## Written problem
Edit everything from the row containing "Can you find the wooden shelf?" down to the row containing "Can you find the range", changing "water bottle" to "drink bottle" and keeping all else as it is. Return only those rows.

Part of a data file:
※ ※ ※

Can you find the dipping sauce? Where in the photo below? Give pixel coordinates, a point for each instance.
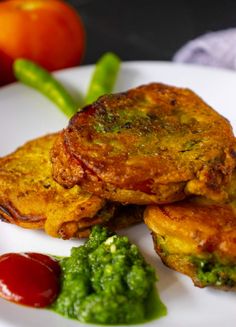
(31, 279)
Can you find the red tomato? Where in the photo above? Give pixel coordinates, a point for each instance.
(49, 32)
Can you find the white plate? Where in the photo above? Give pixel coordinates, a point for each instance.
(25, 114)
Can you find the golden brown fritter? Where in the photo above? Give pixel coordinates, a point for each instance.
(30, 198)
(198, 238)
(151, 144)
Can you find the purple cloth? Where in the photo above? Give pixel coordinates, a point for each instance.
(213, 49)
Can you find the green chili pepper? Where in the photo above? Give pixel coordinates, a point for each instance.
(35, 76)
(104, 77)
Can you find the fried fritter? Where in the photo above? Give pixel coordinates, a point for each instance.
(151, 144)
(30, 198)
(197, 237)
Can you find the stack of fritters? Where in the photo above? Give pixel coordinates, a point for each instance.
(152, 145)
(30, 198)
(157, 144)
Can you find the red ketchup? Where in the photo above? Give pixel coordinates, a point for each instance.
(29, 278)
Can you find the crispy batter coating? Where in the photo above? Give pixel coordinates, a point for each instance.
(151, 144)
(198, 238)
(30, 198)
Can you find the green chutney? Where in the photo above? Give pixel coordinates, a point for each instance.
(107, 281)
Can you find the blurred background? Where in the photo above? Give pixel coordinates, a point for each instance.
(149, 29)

※ ※ ※

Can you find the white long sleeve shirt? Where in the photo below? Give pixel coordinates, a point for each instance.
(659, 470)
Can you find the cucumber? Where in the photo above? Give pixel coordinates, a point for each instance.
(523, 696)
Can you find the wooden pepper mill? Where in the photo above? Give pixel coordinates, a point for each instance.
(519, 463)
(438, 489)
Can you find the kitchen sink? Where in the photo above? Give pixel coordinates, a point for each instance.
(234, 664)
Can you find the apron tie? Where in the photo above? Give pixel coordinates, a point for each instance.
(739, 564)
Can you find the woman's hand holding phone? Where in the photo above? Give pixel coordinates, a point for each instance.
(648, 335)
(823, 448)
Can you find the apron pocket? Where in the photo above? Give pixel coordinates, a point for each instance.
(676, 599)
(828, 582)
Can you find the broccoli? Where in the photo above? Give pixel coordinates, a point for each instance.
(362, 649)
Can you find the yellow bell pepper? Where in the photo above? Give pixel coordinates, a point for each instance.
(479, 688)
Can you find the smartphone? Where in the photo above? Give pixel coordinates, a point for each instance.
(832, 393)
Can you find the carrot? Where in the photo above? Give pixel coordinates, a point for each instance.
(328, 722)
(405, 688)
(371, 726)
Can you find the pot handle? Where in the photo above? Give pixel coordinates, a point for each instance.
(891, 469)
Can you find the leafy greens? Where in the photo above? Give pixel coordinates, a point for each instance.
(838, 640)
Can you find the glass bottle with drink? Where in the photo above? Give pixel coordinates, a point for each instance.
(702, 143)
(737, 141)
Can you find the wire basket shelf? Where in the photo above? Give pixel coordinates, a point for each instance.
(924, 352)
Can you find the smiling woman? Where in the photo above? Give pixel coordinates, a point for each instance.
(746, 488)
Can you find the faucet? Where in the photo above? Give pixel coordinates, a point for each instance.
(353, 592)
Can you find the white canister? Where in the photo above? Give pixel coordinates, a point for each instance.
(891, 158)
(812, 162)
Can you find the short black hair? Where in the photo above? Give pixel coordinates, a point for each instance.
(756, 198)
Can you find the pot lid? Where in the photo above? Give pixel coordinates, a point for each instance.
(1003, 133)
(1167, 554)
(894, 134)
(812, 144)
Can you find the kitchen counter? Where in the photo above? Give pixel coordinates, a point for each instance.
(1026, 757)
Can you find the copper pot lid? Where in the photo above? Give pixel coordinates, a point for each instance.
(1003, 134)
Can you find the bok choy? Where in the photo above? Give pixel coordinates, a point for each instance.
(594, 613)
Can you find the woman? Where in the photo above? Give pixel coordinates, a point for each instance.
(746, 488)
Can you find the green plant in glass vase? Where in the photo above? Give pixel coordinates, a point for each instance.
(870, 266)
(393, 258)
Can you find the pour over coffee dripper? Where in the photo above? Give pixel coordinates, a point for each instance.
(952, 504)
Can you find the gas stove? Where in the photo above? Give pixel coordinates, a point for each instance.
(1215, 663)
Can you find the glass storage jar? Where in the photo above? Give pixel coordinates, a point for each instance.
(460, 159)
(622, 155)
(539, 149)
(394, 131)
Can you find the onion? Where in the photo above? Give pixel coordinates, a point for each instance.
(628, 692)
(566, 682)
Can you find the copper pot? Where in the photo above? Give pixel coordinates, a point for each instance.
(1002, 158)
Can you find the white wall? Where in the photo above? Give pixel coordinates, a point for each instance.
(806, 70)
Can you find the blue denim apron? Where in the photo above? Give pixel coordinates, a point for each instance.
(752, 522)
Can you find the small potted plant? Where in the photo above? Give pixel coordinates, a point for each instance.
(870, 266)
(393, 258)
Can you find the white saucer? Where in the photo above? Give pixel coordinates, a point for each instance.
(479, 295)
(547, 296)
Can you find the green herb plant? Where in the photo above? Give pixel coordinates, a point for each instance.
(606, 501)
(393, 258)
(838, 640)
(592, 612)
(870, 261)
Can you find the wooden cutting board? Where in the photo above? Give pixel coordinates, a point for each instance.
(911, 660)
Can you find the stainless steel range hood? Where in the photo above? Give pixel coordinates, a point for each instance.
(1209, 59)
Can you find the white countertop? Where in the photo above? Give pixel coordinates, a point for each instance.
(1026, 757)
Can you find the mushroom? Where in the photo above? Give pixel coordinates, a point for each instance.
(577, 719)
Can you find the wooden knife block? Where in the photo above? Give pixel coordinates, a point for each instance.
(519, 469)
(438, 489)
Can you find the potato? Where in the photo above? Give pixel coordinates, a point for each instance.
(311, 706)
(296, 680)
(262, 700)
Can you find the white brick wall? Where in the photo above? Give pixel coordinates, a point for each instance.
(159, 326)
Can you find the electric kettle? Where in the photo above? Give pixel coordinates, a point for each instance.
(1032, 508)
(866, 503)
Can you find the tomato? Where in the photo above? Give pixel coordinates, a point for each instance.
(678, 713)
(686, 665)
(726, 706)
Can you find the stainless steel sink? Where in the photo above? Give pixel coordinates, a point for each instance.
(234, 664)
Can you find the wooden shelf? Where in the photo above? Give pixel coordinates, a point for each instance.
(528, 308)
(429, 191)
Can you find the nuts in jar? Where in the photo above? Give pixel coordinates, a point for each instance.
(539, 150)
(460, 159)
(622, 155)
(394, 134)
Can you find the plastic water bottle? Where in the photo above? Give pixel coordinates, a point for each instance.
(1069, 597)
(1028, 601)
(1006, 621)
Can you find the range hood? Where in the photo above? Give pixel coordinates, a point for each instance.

※ ※ ※

## The answer
Can you find the wooden shelf? Where in the photo above? Give pixel coordinates, a point for each instance.
(528, 308)
(429, 191)
Can you find the nuts in jar? Where in the photo above? Give pixel coordinates, a point for each instance.
(539, 150)
(460, 159)
(622, 155)
(394, 134)
Can you find the plastic drink bottle? Where in the photo above? Give pixel coordinates, a point for each instance.
(1069, 597)
(1028, 601)
(1006, 621)
Can you find the range hood? Where in the photo above? Give pixel coordinates, a point for each instance.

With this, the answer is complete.